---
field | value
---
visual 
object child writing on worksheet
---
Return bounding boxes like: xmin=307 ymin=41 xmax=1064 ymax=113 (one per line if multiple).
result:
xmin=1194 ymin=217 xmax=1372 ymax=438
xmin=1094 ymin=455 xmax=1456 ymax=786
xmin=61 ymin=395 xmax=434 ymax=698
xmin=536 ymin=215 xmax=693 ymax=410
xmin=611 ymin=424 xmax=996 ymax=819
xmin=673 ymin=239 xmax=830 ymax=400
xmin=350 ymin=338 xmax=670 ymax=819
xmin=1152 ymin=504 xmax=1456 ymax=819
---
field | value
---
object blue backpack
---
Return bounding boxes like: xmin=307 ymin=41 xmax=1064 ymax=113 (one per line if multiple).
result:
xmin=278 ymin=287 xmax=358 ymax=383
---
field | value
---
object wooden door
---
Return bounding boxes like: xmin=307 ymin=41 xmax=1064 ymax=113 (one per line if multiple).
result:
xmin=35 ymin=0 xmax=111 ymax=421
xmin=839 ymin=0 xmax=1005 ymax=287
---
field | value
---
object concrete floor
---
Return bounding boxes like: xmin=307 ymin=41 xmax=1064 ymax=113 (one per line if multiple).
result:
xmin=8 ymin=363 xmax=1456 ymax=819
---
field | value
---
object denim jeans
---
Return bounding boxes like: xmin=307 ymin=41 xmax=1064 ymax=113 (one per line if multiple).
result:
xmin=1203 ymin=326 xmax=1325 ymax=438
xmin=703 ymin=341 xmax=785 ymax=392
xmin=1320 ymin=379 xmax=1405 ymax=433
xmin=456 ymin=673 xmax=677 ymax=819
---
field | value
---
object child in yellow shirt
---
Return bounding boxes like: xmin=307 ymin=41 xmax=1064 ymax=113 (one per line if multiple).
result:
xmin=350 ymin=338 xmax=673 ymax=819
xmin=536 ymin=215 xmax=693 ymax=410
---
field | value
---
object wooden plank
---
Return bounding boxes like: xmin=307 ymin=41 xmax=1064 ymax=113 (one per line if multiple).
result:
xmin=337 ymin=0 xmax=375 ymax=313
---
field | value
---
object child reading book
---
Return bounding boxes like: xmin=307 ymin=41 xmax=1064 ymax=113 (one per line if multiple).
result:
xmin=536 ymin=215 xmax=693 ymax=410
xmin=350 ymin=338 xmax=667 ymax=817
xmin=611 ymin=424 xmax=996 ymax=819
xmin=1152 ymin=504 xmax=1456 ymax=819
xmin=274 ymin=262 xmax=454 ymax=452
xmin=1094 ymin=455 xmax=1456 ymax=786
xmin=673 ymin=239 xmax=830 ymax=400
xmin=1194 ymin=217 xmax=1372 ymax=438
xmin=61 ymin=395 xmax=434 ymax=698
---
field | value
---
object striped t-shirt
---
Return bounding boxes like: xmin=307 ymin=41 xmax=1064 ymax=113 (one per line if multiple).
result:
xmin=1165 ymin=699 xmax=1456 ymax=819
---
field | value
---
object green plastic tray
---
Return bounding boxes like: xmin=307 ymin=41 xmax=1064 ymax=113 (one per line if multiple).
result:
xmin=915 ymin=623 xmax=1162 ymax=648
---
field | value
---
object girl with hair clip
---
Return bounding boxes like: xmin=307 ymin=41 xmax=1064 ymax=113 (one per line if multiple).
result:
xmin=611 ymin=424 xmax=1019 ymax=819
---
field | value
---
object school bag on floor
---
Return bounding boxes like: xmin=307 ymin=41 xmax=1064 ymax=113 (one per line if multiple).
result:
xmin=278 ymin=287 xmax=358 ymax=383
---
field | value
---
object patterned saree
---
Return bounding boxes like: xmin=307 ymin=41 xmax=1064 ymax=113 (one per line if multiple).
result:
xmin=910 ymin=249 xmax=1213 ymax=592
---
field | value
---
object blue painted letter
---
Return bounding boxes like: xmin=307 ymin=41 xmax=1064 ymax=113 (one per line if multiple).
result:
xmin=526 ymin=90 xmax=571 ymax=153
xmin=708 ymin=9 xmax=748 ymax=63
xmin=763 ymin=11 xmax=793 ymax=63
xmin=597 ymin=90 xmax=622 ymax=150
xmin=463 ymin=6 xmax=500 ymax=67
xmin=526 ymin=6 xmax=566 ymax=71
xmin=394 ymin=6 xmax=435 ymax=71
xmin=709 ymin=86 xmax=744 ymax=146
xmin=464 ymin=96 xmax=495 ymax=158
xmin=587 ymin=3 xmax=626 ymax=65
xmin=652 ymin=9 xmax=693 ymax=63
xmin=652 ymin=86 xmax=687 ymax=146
◇ ◇ ◇ ◇
# [Given task]
Select every line of the material above that contains the string "floor" and copy each one out. Case counts.

# [Response]
object concrete floor
object school bag on floor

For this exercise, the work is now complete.